Wichtig sind für die Haltung im Aquarium genügend Platz und eine Strukturierung der Einrichtung im Hintergrund. Rückzugsmöglichkeiten durch Schwimmpflanzen oder überhängende Pflanzen, unter denen sich die Fische auch in der Natur aufhalten und die auch zum Bau des Schaumnestes geeignet sind, sind wichtig. Auf keinen Fall sollte eine starke Strömung im Aquarium herrschen. Kampffische vermeiden Strömungen, wie auch wissenschaftliche Arbeiten zeigen (Hurtado- Parrado et al. 2019). Man braucht keine Angst zu haben, dass die Tiere durch die geringe Wasserbewegung im Aquarium unter Sauerstoffmangel leiden. Betta splendens kann als Labyrinthfisch zusätzlich Luft atmen (Mendez-Sanchez und Burggren 2017), weshalb er eben auch in der Natur in kleinsten Wasservolumina bei geringem Sauerstoffangebot, Wasserstand und Futterangebot überleben kann (Jaroensutasinee und Jaroensutasinee 2001) und sich dort sogar fortpflanzt. „Kann“ bedeutet jedoch nicht, dass es ihm dort besonders gut geht und er – gäbe man ihm die Wahl – nicht doch andere Gewässer aufsuchen würde. Flache Gewässer stellen eben auch einen Schutz gegen größere Fressfeinde dar. Die Ableitung der in der Natur gefundenen Daten sollte man deshalb nicht unreflektiert für die Haltungsanforderungen im Aquarium heranziehen und behaupten, dass man die Tiere nun unbedingt in kleinen flachen Aquarien halten muss.
________________________________________
Aufgabe:
Beantworten Sie mit dem Übungstext diese Fragen:
(a) Was sollte im Aquarium auf keinen Fall herrschen?
(b) Was kann Betta splendens als Labyrinthfisch zusätzlich tun?
(c) Wogegen stellen flache Gewässer einen Schutz dar?
Stützen Sie sich nur auf den Übungstext.

(Gespeicherte Datensätze)
________________________________________
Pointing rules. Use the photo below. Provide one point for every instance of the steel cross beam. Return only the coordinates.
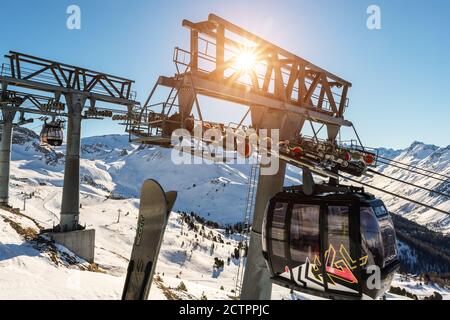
(216, 46)
(31, 72)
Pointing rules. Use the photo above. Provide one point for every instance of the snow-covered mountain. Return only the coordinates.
(110, 165)
(112, 171)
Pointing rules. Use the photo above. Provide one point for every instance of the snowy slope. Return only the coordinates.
(112, 172)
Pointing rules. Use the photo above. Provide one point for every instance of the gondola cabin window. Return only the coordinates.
(305, 233)
(371, 236)
(338, 227)
(278, 230)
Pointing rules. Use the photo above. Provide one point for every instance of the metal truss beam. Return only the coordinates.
(216, 45)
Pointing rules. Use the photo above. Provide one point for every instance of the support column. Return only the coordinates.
(257, 284)
(70, 207)
(5, 154)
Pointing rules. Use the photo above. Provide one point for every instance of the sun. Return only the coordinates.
(245, 60)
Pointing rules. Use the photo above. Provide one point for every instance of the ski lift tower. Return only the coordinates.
(77, 86)
(281, 90)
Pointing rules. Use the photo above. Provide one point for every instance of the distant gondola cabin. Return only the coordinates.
(52, 134)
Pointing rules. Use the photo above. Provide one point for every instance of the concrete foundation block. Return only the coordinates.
(81, 242)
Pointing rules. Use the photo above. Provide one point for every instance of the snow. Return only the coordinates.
(112, 166)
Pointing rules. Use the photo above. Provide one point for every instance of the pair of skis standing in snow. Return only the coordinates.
(155, 207)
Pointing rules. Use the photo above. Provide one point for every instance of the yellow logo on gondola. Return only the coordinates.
(341, 269)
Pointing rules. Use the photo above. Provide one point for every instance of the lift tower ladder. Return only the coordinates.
(248, 214)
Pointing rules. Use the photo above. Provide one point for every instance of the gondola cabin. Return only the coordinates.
(52, 134)
(333, 245)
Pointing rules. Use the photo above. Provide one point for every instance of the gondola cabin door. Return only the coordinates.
(313, 244)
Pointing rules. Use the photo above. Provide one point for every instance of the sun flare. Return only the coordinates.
(246, 60)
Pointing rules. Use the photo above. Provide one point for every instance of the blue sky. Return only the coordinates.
(400, 74)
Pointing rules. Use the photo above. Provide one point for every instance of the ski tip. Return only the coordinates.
(171, 197)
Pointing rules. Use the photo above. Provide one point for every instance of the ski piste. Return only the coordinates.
(155, 207)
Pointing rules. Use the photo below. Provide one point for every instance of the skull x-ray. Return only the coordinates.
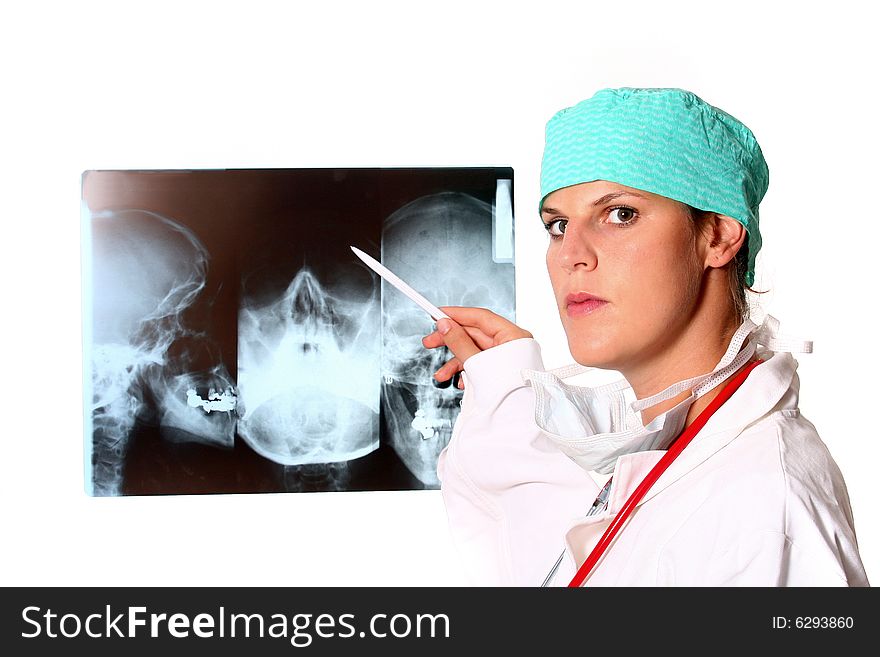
(234, 343)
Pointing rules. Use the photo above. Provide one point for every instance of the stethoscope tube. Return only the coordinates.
(659, 468)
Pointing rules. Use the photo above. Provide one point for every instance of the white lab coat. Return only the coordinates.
(754, 500)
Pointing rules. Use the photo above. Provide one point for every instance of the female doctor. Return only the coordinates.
(650, 199)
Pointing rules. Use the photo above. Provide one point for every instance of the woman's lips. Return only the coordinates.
(579, 305)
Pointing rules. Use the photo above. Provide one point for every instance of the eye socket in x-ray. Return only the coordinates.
(234, 343)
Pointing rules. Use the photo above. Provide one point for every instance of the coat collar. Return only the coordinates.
(772, 383)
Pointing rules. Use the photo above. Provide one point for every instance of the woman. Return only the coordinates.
(650, 198)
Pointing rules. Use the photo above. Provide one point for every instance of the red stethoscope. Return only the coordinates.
(672, 453)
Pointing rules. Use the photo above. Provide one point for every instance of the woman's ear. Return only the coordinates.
(724, 236)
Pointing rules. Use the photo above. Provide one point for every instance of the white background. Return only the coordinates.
(89, 85)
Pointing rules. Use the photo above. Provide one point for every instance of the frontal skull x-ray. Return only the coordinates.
(234, 343)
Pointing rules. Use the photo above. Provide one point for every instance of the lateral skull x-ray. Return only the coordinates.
(442, 246)
(232, 346)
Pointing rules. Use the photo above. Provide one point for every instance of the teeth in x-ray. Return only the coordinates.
(426, 425)
(215, 401)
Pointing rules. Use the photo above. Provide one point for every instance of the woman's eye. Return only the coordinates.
(621, 215)
(556, 228)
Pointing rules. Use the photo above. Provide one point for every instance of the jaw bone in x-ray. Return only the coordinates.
(146, 271)
(307, 378)
(442, 245)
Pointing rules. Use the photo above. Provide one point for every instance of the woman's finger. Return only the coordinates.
(457, 339)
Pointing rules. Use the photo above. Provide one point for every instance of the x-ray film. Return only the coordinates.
(234, 343)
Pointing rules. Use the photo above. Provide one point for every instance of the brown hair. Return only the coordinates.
(736, 270)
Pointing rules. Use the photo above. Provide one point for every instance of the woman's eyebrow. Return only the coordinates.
(599, 201)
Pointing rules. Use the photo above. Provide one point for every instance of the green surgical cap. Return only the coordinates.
(665, 141)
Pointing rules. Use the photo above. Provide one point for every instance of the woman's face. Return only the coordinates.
(634, 256)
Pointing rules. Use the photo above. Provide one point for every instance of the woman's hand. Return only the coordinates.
(472, 331)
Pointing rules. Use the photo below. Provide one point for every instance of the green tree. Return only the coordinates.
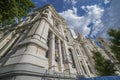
(103, 66)
(115, 39)
(11, 9)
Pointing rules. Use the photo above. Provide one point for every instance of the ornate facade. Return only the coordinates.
(43, 46)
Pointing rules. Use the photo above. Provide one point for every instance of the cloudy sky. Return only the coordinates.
(92, 18)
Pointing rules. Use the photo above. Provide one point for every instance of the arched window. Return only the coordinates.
(72, 59)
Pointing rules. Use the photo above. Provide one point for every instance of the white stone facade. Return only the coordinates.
(43, 43)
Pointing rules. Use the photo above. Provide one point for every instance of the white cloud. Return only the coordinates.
(106, 1)
(80, 23)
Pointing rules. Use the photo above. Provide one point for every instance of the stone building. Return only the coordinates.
(42, 46)
(105, 45)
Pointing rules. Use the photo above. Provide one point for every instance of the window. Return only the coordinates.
(90, 69)
(72, 59)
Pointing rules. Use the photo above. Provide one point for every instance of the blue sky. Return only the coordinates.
(92, 18)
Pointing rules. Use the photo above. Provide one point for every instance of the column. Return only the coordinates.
(52, 51)
(88, 71)
(76, 58)
(60, 55)
(39, 29)
(67, 55)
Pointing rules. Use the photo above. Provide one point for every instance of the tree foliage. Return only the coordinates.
(115, 39)
(103, 66)
(10, 9)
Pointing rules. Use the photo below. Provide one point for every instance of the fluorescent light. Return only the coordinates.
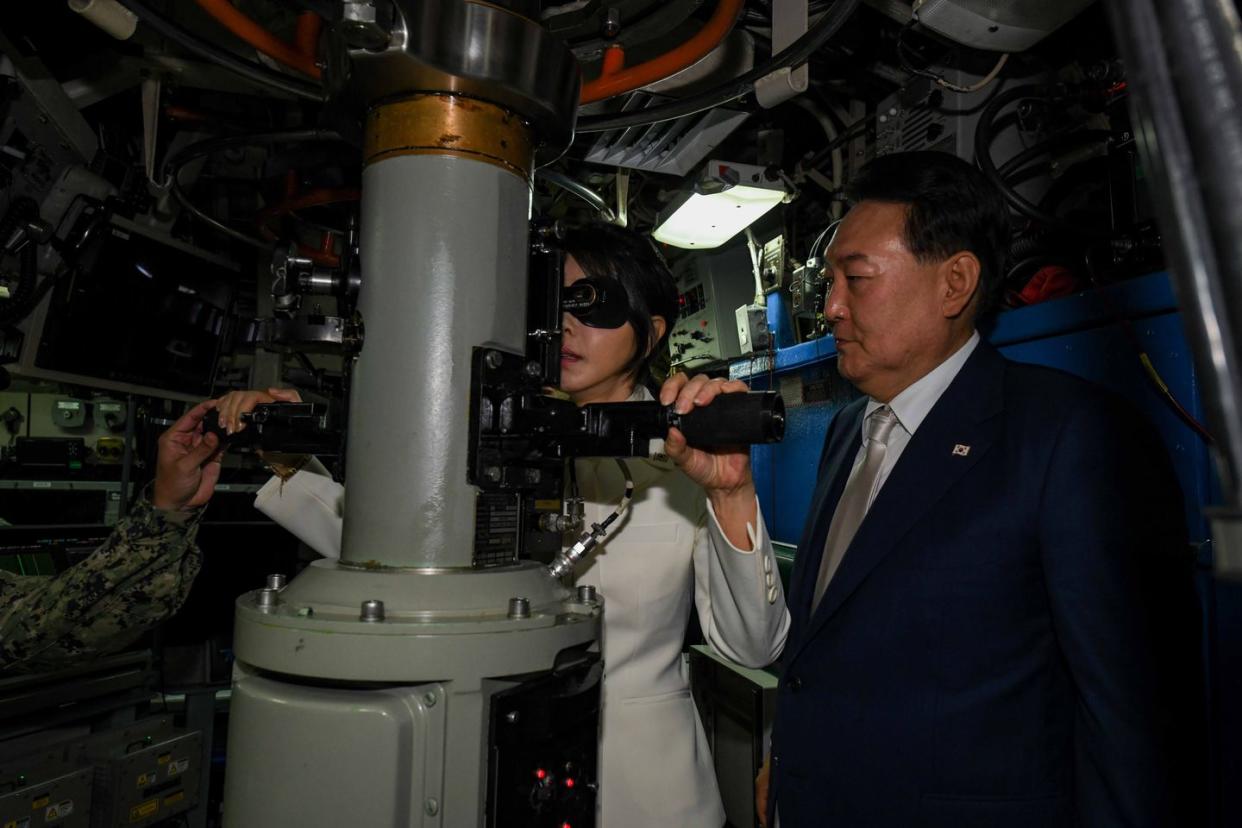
(719, 207)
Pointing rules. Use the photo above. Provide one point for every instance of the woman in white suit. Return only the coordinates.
(687, 541)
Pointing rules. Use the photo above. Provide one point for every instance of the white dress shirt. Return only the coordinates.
(912, 407)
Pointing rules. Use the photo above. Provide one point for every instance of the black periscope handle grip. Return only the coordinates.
(211, 425)
(734, 420)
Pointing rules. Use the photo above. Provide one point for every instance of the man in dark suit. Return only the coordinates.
(992, 611)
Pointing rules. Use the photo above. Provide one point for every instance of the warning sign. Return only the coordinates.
(140, 812)
(58, 811)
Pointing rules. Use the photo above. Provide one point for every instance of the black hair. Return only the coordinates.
(631, 258)
(950, 207)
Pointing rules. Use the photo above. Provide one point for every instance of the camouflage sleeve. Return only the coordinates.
(137, 577)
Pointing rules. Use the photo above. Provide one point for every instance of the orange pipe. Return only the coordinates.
(306, 36)
(247, 30)
(614, 60)
(671, 62)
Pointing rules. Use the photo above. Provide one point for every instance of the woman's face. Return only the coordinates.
(593, 359)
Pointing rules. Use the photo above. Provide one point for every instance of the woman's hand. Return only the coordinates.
(724, 473)
(235, 404)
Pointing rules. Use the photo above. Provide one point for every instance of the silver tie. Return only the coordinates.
(852, 507)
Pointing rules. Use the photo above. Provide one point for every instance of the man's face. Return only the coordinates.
(883, 306)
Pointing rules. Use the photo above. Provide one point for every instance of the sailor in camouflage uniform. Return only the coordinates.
(135, 579)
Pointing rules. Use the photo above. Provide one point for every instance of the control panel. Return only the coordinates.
(711, 286)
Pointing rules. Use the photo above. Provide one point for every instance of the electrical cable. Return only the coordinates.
(1050, 145)
(579, 189)
(985, 133)
(175, 162)
(241, 26)
(939, 78)
(565, 561)
(794, 55)
(249, 70)
(617, 81)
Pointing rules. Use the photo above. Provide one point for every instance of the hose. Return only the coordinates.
(794, 55)
(175, 162)
(225, 14)
(984, 137)
(249, 70)
(671, 62)
(579, 189)
(1051, 145)
(22, 302)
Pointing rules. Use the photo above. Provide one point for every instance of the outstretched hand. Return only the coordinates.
(188, 466)
(722, 471)
(235, 404)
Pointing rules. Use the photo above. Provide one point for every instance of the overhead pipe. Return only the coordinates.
(615, 81)
(1185, 72)
(265, 41)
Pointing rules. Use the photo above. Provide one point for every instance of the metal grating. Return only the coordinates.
(670, 147)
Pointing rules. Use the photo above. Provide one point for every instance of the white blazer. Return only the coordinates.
(662, 558)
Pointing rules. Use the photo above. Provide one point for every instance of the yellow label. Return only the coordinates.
(140, 812)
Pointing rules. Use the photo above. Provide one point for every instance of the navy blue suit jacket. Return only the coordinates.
(1011, 637)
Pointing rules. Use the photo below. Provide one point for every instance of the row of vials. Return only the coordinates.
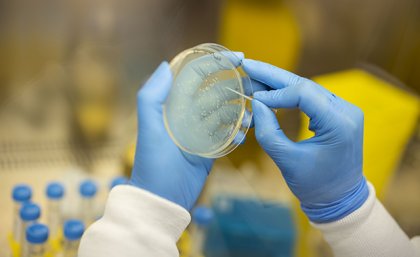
(58, 237)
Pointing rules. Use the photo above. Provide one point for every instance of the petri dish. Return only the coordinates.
(204, 112)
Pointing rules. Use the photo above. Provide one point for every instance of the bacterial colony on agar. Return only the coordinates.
(204, 113)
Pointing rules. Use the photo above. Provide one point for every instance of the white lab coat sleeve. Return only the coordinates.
(370, 231)
(135, 223)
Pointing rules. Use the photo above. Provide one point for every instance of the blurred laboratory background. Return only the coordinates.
(70, 70)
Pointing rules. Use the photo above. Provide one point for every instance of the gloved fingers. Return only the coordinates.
(270, 75)
(308, 97)
(156, 88)
(267, 130)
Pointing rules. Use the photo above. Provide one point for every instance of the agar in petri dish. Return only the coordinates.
(204, 112)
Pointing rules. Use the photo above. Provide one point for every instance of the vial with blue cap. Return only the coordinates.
(29, 214)
(202, 216)
(88, 190)
(36, 240)
(73, 231)
(55, 193)
(21, 193)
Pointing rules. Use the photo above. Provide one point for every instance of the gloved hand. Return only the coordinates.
(325, 171)
(160, 166)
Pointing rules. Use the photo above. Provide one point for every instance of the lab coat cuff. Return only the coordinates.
(138, 205)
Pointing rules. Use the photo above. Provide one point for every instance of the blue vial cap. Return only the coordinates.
(118, 181)
(55, 190)
(202, 215)
(73, 229)
(37, 233)
(88, 188)
(30, 211)
(22, 193)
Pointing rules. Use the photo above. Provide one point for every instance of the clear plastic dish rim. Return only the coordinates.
(229, 145)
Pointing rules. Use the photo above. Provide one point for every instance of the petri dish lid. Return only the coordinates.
(204, 112)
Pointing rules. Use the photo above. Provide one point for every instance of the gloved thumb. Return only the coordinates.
(268, 132)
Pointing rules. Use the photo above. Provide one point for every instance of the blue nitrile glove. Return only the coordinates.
(160, 166)
(325, 171)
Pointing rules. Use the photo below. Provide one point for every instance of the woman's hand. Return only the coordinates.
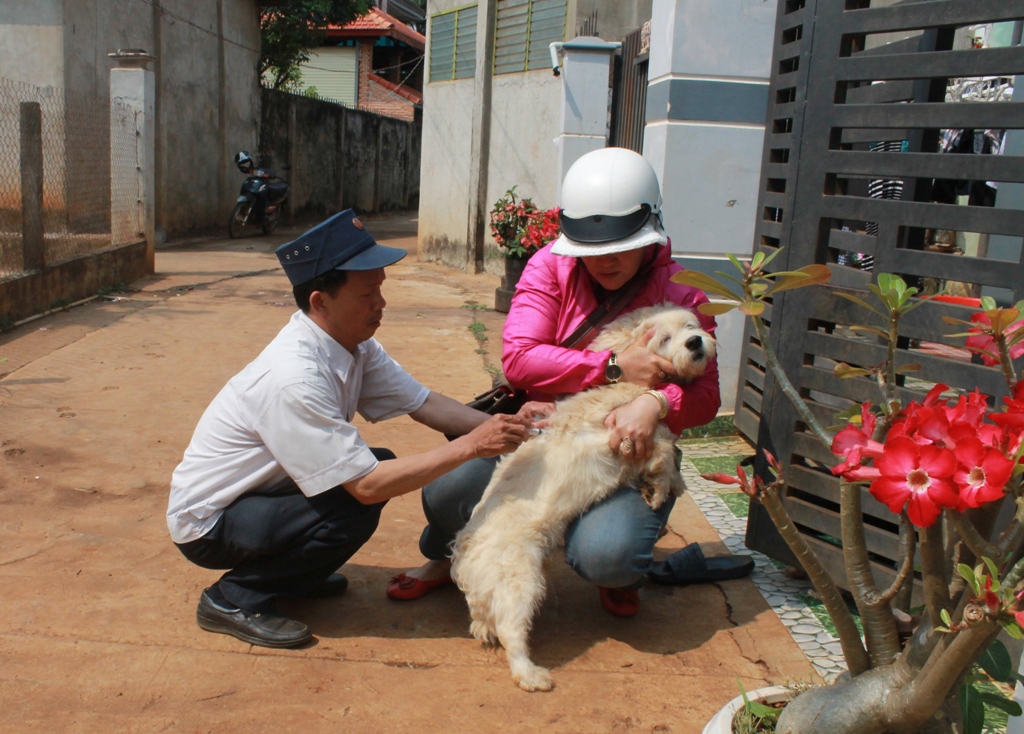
(637, 422)
(537, 414)
(642, 366)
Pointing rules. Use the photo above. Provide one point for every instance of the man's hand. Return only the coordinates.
(537, 414)
(635, 422)
(499, 435)
(642, 366)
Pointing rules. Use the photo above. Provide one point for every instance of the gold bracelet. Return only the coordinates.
(663, 401)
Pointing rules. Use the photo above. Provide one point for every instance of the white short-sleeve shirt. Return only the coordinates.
(286, 417)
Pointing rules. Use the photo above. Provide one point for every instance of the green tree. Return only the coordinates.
(290, 29)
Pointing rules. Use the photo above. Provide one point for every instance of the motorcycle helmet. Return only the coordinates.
(610, 203)
(245, 162)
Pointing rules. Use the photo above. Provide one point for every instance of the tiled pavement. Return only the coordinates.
(725, 509)
(794, 600)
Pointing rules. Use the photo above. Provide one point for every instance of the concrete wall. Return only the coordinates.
(207, 91)
(336, 158)
(613, 19)
(707, 99)
(524, 122)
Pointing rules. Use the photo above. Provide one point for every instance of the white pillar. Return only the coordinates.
(707, 100)
(585, 72)
(133, 85)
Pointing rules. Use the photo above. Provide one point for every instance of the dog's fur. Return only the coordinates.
(552, 479)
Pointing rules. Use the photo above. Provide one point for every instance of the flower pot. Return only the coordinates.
(503, 295)
(722, 722)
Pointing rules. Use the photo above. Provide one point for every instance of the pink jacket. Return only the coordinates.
(554, 296)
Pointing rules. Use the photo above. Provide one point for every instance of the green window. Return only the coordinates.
(525, 28)
(453, 44)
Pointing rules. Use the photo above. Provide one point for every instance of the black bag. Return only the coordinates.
(498, 400)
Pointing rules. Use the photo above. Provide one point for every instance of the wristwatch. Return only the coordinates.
(612, 373)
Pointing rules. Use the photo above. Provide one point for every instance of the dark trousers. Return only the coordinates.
(283, 543)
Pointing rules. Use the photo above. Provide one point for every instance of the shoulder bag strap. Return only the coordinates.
(608, 310)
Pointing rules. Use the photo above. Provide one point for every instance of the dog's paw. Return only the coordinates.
(534, 678)
(484, 634)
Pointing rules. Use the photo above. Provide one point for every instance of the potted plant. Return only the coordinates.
(930, 462)
(519, 229)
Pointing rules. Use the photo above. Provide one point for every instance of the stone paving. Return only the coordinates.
(790, 598)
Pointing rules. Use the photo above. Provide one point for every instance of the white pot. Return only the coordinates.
(722, 723)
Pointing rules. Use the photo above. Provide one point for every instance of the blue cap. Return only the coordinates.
(340, 243)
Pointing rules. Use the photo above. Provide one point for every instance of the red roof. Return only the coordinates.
(398, 89)
(376, 24)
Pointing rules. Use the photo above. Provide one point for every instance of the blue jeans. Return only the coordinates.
(609, 545)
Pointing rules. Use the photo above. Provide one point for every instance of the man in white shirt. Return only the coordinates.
(276, 484)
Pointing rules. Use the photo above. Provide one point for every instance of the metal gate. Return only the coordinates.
(855, 174)
(629, 98)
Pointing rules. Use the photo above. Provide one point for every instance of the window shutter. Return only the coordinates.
(453, 44)
(442, 46)
(465, 58)
(332, 71)
(547, 24)
(524, 30)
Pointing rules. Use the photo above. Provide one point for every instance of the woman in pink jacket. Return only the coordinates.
(612, 249)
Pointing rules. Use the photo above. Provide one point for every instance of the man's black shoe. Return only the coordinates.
(690, 566)
(264, 629)
(331, 587)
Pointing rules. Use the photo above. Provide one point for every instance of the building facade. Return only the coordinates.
(207, 94)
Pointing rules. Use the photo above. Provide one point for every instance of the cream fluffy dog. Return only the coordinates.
(552, 479)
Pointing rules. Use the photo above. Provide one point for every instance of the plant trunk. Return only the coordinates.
(858, 706)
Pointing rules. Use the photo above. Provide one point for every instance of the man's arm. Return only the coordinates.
(448, 416)
(495, 435)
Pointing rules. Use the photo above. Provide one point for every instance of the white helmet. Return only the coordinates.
(610, 203)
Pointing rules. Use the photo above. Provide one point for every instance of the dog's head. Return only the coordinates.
(680, 339)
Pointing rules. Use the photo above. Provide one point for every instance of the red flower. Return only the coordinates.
(982, 473)
(919, 475)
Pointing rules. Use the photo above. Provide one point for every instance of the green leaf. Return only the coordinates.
(1012, 629)
(995, 661)
(705, 283)
(730, 277)
(807, 275)
(973, 709)
(870, 330)
(716, 309)
(856, 300)
(1003, 703)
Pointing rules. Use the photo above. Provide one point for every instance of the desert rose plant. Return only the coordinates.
(930, 462)
(519, 228)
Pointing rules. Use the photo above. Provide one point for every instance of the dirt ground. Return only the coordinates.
(97, 629)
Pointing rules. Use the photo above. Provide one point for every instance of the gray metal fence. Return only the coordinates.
(67, 161)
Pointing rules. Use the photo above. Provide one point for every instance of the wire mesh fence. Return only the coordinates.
(84, 152)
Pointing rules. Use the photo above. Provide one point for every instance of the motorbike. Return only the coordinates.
(260, 200)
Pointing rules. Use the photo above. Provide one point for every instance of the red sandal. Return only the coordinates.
(621, 602)
(406, 588)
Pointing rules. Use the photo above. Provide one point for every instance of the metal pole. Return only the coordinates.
(32, 186)
(479, 160)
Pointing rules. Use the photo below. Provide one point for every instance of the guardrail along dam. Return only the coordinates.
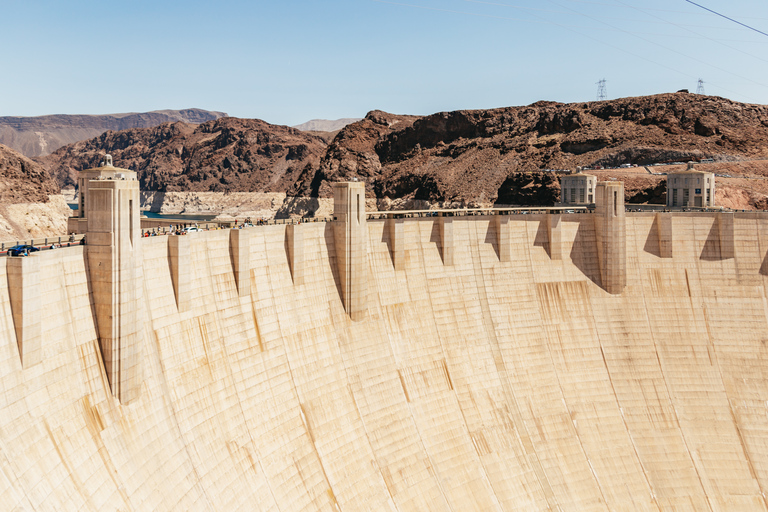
(601, 361)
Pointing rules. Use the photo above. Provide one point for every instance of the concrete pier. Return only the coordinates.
(554, 236)
(396, 242)
(501, 223)
(179, 255)
(114, 261)
(294, 246)
(725, 235)
(445, 224)
(240, 251)
(664, 228)
(611, 235)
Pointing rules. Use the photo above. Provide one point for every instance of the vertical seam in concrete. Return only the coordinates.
(479, 459)
(172, 417)
(570, 414)
(671, 399)
(236, 393)
(299, 401)
(531, 457)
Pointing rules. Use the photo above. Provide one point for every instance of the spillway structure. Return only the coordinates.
(511, 361)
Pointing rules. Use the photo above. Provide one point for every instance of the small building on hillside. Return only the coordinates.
(578, 189)
(690, 188)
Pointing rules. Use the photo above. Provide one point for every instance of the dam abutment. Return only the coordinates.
(25, 293)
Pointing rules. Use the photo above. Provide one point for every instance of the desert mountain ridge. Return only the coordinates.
(326, 125)
(462, 157)
(41, 135)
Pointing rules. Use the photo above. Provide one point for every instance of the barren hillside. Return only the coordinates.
(461, 158)
(42, 135)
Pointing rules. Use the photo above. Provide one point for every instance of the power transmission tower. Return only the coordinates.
(601, 93)
(700, 87)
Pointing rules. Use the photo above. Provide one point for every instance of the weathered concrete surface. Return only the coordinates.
(481, 385)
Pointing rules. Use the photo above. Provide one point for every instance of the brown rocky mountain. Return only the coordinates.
(41, 135)
(325, 125)
(476, 156)
(462, 157)
(22, 180)
(224, 155)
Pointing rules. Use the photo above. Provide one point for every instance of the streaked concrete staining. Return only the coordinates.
(499, 378)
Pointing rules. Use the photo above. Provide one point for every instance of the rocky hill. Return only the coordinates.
(473, 156)
(325, 125)
(30, 204)
(502, 156)
(38, 136)
(22, 180)
(224, 155)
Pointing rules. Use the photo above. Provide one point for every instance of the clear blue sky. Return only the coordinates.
(289, 61)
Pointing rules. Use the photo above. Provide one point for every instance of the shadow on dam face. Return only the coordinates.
(480, 385)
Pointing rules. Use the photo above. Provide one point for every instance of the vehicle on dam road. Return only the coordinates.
(22, 250)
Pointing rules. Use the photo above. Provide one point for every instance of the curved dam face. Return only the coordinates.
(491, 377)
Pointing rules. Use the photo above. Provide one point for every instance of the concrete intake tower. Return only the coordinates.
(519, 359)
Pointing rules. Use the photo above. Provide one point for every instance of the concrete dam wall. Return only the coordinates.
(487, 368)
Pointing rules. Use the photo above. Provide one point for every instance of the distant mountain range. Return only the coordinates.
(42, 135)
(462, 157)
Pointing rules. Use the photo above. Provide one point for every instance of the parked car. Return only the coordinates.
(22, 250)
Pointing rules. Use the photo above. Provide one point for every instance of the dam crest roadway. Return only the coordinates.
(548, 361)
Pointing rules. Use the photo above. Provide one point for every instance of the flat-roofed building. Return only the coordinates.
(690, 188)
(578, 189)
________________________________________
Lösung:
(a) Eine starke Strömung.
(b) Er kann zusätzlich Luft atmen.
(c) Gegen größere Fressfeinde.